### Exercise objective
Render each line of the listing below as a row in a Markdown table with the columns Row and Content, numbering the rows and skipping blank lines. Leave the pictures out of the table.

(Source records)
══════════════════════════════

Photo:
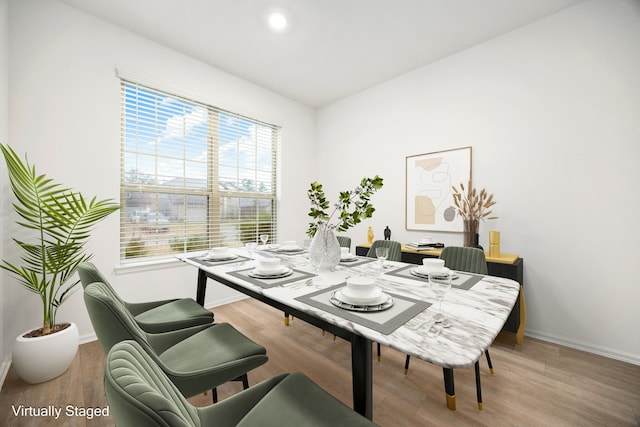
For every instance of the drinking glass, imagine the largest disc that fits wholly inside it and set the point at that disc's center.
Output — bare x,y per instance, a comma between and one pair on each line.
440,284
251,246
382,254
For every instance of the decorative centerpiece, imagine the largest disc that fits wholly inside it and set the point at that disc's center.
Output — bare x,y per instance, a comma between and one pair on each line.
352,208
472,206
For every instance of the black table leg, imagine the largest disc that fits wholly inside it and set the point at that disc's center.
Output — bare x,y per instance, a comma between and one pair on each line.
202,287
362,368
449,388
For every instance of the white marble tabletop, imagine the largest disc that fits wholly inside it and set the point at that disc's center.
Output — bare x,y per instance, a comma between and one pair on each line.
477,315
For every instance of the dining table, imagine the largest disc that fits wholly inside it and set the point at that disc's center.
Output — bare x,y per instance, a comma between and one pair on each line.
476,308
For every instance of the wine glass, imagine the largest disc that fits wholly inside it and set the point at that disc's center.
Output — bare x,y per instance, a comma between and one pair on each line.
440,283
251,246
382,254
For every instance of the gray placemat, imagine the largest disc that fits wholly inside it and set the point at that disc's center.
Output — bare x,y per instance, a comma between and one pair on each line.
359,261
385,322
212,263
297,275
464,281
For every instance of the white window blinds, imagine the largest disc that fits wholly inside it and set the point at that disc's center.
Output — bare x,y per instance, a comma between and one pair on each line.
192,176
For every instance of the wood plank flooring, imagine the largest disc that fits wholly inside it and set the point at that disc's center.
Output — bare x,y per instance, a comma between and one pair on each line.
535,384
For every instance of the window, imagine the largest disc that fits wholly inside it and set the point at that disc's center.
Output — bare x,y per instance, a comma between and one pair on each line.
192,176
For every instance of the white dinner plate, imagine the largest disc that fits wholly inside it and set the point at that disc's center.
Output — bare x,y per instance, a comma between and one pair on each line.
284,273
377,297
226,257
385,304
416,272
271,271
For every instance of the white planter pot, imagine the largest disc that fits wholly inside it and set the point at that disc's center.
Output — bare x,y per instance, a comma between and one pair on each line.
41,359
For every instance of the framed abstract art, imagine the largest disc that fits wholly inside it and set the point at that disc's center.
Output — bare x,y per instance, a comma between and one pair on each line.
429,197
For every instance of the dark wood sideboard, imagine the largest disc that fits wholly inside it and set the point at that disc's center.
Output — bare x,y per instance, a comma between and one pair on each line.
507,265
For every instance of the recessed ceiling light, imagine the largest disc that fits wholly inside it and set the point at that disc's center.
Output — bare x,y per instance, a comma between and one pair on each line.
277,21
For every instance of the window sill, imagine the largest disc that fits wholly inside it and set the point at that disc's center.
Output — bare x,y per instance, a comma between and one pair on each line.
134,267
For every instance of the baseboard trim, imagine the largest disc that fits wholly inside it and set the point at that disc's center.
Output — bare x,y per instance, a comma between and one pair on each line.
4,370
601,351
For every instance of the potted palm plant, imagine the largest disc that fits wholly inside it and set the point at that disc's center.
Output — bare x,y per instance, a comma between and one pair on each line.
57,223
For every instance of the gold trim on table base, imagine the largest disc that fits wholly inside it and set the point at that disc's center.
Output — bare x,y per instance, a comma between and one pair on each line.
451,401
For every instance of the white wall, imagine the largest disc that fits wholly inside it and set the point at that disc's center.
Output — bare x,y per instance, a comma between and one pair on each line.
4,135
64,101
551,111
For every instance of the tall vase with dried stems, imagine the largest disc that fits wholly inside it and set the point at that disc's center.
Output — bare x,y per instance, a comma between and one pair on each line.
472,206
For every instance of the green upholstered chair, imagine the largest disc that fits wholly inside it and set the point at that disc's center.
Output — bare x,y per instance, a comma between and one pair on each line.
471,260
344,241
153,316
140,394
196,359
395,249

══════════════════════════════

### Answer below
| Row | Content |
|---|---|
| 1 | Photo: |
| 2 | For every instance of the drinking glass, imagine the largest disc that fits wholly inside it and set the point at that disc's center. |
| 3 | Output — bare x,y per instance, a comma between and one pair on each line. |
| 4 | 440,284 |
| 5 | 251,246 |
| 6 | 382,254 |
| 7 | For every instance of the decorative centerpiece, imagine the largest disc that fits wholly inside it and set the point at that disc's center. |
| 8 | Output — bare x,y per instance, a comma between and one pair on each line. |
| 9 | 352,208 |
| 10 | 472,206 |
| 11 | For every instance of the black table leg, imagine the largest disc that fits wholly inside it and set the point at that disc's center. |
| 12 | Output — bare x,y per instance, a comma between and one pair on each line. |
| 13 | 202,287 |
| 14 | 362,368 |
| 15 | 449,388 |
| 16 | For every instance of the white marble tabletop, imagine the largest disc that fits wholly inside it and set the point at that disc's center. |
| 17 | Output — bare x,y per instance, a comma between and one pair on each line. |
| 18 | 477,315 |
| 19 | For every instance of the dining table, imagine the largest disc that fits wholly inside it and set the point at that disc's center. |
| 20 | Output — bare x,y per instance, a comma between and one pair on each line. |
| 21 | 476,308 |
| 22 | For every instance of the wine glass, imagine the largest disc that fits wholly inside it and set the point at that disc's center. |
| 23 | Output — bare x,y per instance, a comma between and one pair on each line. |
| 24 | 440,283 |
| 25 | 251,246 |
| 26 | 382,254 |
| 27 | For every instance of the gray placemat, imagine the largest disc that fits wholly inside it and set the point at that disc's center. |
| 28 | Output — bare x,y per instance, a comma between and one pair on each line. |
| 29 | 359,261 |
| 30 | 385,322 |
| 31 | 212,263 |
| 32 | 297,275 |
| 33 | 464,281 |
| 34 | For every instance of the white window blinds, imagine the largest disc that fits wholly inside it and set the point at that disc's center. |
| 35 | Output — bare x,y per instance, a comma between and one pair on each line. |
| 36 | 192,176 |
| 37 | For every instance of the wood plank flooring, imagine the largest disc that fits wholly inside it and set the point at that disc's center. |
| 38 | Output — bare x,y per instance, a comma between and one pair on each line. |
| 39 | 535,384 |
| 40 | For every instance of the window, imagine the largest disc that fits wholly inside it and set the point at that disc's center. |
| 41 | Output — bare x,y per instance, a comma between and one pair on each line. |
| 42 | 192,176 |
| 43 | For every instance of the white dinner plate, imagine the largest disc that fits wholly inside it and set the point at that disc's center. |
| 44 | Output — bare x,y per instance, a comma between and one pair on each line. |
| 45 | 284,273 |
| 46 | 377,297 |
| 47 | 226,257 |
| 48 | 385,304 |
| 49 | 416,272 |
| 50 | 271,271 |
| 51 | For every instance of the white planter pot, imagine the largest disc that fits wholly inside it and set the point at that disc's center. |
| 52 | Output — bare x,y per instance, a comma between and one pair on each line. |
| 53 | 41,359 |
| 54 | For every instance of the framed abstract art, imagine the largest disc that fits wholly inside it and set the point at that disc's center. |
| 55 | Output — bare x,y per instance, a comma between and one pair on each line. |
| 56 | 429,197 |
| 57 | For every instance of the dark wood sideboard, imagine the largest disc that fits wholly inside it and set the point at that disc's center. |
| 58 | Output — bare x,y per instance, a comma between and one pair on each line. |
| 59 | 507,265 |
| 60 | For every instance of the recessed ceiling light, imagine the largest disc that fits wholly inside it and set the point at that disc's center. |
| 61 | Output — bare x,y per instance, a comma between and one pair on each line. |
| 62 | 277,21 |
| 63 | For every instance of the window sill, imagine the largest disc that fits wholly inside it and set the point at that disc's center. |
| 64 | Output — bare x,y per instance, a comma between and one pair on each line. |
| 65 | 134,267 |
| 66 | For every instance of the baseboard trim, imagine the largest disc that fits wholly inside it and set the point at that disc's center. |
| 67 | Output — bare x,y per instance, a comma between and one pair on each line. |
| 68 | 4,370 |
| 69 | 601,351 |
| 70 | For every instance of the potted palm plant, imagine the largest disc that fits wholly inside it and set the point at that disc's center. |
| 71 | Output — bare x,y per instance, a comma between and one pair on each line. |
| 72 | 57,223 |
| 73 | For every instance of the gold trim on table base, imagine the largest disc that fits wholly inside it and set the point at that disc's center. |
| 74 | Output — bare x,y per instance, a comma between and one pair on each line. |
| 75 | 451,401 |
| 76 | For every instance of the white wall, imagine the largest disc that fits wholly inside it and set the point at that disc's center. |
| 77 | Output — bare x,y per instance, a comma between and one pair on each line. |
| 78 | 4,135 |
| 79 | 64,101 |
| 80 | 551,111 |
| 81 | For every instance of the tall vase with dried stems, imagine the largest disc that fits wholly inside it and set the point at that disc's center. |
| 82 | Output — bare x,y per instance, a comma between and one pair on each line. |
| 83 | 472,206 |
| 84 | For every instance of the green upholstered chair, imagine the largest disc that fits wholly inside it and set the point at that disc's center. |
| 85 | Output — bare x,y per instance, a comma between and one pair on each line. |
| 86 | 471,260 |
| 87 | 344,241 |
| 88 | 153,316 |
| 89 | 140,394 |
| 90 | 196,359 |
| 91 | 395,249 |